#### [Exercise requirements]
Rewrite the records below, changing every "Sample" to "Example" and keeping everything else the same. Leave out the pictures.

#### [Data records]
○ ○ ○ ○ ○ ○ ○

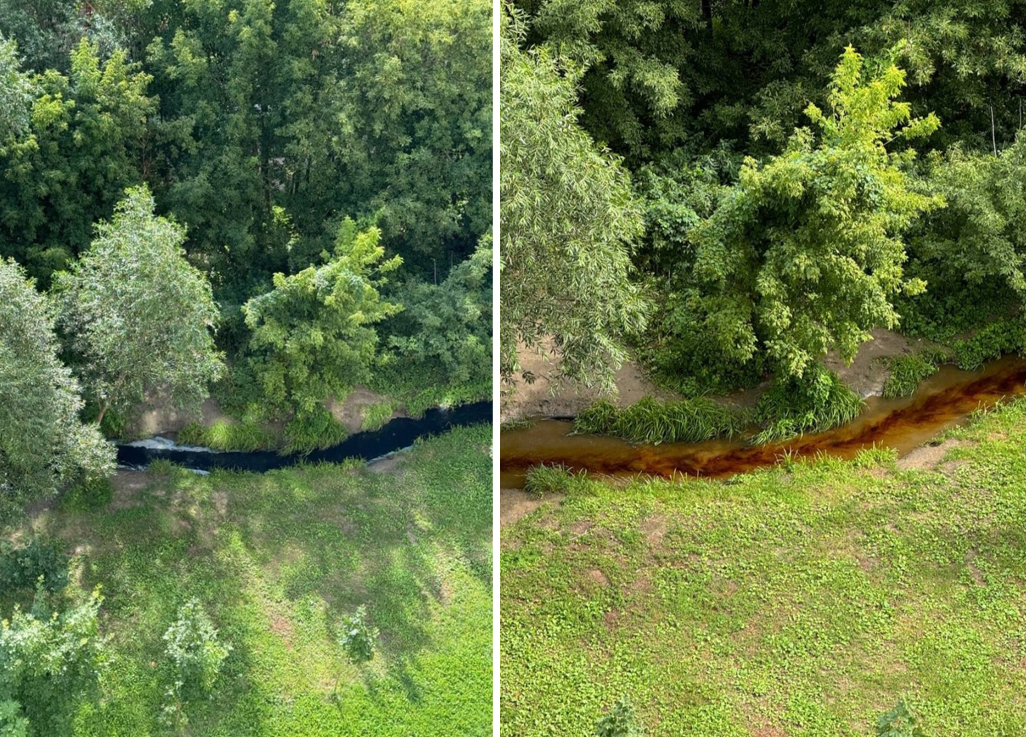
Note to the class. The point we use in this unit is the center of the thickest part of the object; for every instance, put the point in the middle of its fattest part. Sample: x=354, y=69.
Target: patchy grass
x=278, y=560
x=804, y=599
x=907, y=372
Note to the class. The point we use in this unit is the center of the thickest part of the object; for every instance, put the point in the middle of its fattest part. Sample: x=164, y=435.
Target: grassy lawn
x=278, y=559
x=803, y=599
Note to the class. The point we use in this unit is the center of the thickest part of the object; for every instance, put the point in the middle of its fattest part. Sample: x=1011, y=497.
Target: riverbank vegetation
x=810, y=597
x=271, y=203
x=219, y=605
x=752, y=187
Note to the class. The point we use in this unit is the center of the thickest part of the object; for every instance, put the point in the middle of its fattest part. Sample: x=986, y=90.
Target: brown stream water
x=945, y=399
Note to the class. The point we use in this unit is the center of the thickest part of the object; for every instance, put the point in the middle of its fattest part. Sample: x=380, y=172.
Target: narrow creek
x=395, y=435
x=945, y=399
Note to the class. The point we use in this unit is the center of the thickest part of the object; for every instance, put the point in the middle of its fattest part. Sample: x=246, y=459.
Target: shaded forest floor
x=278, y=559
x=803, y=599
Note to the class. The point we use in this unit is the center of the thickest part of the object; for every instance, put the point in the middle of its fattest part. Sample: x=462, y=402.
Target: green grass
x=650, y=421
x=278, y=559
x=802, y=602
x=231, y=435
x=907, y=372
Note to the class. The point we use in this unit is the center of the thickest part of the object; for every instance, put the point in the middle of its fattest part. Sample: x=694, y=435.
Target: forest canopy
x=205, y=197
x=804, y=173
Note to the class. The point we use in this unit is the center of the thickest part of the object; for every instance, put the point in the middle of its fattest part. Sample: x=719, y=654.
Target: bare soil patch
x=515, y=504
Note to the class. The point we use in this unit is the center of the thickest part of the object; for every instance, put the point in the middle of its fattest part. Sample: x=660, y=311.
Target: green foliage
x=907, y=372
x=137, y=315
x=40, y=563
x=445, y=330
x=49, y=665
x=313, y=430
x=357, y=637
x=82, y=149
x=653, y=422
x=817, y=401
x=194, y=657
x=805, y=253
x=568, y=218
x=376, y=416
x=620, y=722
x=246, y=434
x=899, y=722
x=553, y=479
x=88, y=495
x=43, y=444
x=313, y=336
x=991, y=342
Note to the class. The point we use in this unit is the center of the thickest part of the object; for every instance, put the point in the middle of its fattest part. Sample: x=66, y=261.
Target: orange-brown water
x=943, y=400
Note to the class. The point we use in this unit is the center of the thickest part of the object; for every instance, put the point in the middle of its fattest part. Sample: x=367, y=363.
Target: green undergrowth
x=802, y=599
x=818, y=401
x=279, y=560
x=654, y=422
x=907, y=372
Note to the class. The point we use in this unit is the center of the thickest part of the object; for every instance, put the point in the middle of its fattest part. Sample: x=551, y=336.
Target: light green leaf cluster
x=568, y=218
x=43, y=444
x=805, y=254
x=137, y=315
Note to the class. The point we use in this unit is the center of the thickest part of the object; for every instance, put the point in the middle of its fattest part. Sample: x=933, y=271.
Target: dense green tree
x=137, y=316
x=14, y=93
x=444, y=331
x=49, y=666
x=313, y=336
x=805, y=253
x=568, y=217
x=43, y=444
x=85, y=143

○ ○ ○ ○ ○ ○ ○

#### [Reply]
Note to the class. The point we use in this unit is the center of the thickest part of the object; for every instance, put the point in the middle of its fattest part. Example: x=354, y=69.
Target: patchy grass
x=278, y=560
x=804, y=599
x=907, y=372
Note to the class. The point we use in this unit is the center of the thickest part of the object; for every instance, put the point in the middle of its fattest part. Example: x=164, y=435.
Target: grassy lawn
x=278, y=559
x=803, y=599
Note to the class. The point we use in this unit is the center of the thickest part of the object; for every instance, put the point in the middle of its fattest part. Example: x=1011, y=497.
Target: riverbank vegetation
x=810, y=597
x=271, y=203
x=219, y=605
x=752, y=187
Note to the class. The point we use in this unit is the center of the thickest part of the object; for every instance, put the point in the middle of its fattest part. Example: x=986, y=90.
Target: brown stream water
x=945, y=399
Note to the class. The point we use in this unit is the center of the thickest part of the object; for every instance, put the point in the middle of its fattest part. Example: x=380, y=172.
Target: narrow creek
x=395, y=435
x=945, y=399
Note to the class. The point we use in this unit is the center of the thickest part of the object; for every instance, put the point in the middle of its fattest part. Example: x=246, y=459.
Target: shaded forest floor
x=278, y=559
x=803, y=599
Note to the class. The point we use in this unit is the center of the thickest part of the object; for every instance, put the point in the middle of its fattest part. Example: x=462, y=402.
Target: green grass
x=650, y=421
x=278, y=559
x=802, y=602
x=231, y=435
x=907, y=372
Note to the class. The point we use in this unit is the center of the thickest part of the object; for every instance, put the point in the middle of its fattest part. Example: x=694, y=435.
Target: forest canopy
x=205, y=197
x=804, y=173
Note to the class. The point we use in this unit is the center of the thickest part of the object; for every instance, put the point in the middle of its fattest part. Example: x=719, y=654.
Target: bare soil patch
x=515, y=504
Note to the class. The point we use in this unit is the center of the thickest part of the object; for every instance, put the point in the middle of its fattest part. Example: x=660, y=311.
Target: green foliage
x=907, y=372
x=137, y=315
x=40, y=563
x=445, y=330
x=49, y=665
x=313, y=430
x=357, y=637
x=82, y=149
x=653, y=422
x=817, y=401
x=194, y=657
x=805, y=253
x=568, y=218
x=376, y=416
x=620, y=722
x=246, y=434
x=899, y=722
x=553, y=479
x=88, y=495
x=43, y=444
x=313, y=336
x=991, y=342
Note to the class. The point we use in this unit is the center of the thickest part of the object; for every instance, put the point in the middle of its fattest part. Example: x=66, y=261.
Target: orange-brown water
x=943, y=400
Note to the class. The point we use in this unit is the center of the thickest part of the object; for every instance, put the point in the middle of its fattest part. Example: x=367, y=363.
Target: green undergrowth
x=802, y=599
x=818, y=401
x=279, y=560
x=654, y=422
x=907, y=372
Note to the class. The point we use in this unit is the center of the thickest part of the object; for every instance, put the point in the middle of its fattest part. Example: x=551, y=336.
Target: light green leaf cluster
x=568, y=218
x=43, y=444
x=805, y=254
x=137, y=315
Note to the class. The point we use in this unit is the center of the thickest part of the object; for every instance, put the point in the middle of its fattest part. Example: x=933, y=271.
Target: dense green tree
x=137, y=316
x=14, y=93
x=444, y=331
x=49, y=666
x=313, y=336
x=805, y=253
x=568, y=217
x=43, y=444
x=85, y=143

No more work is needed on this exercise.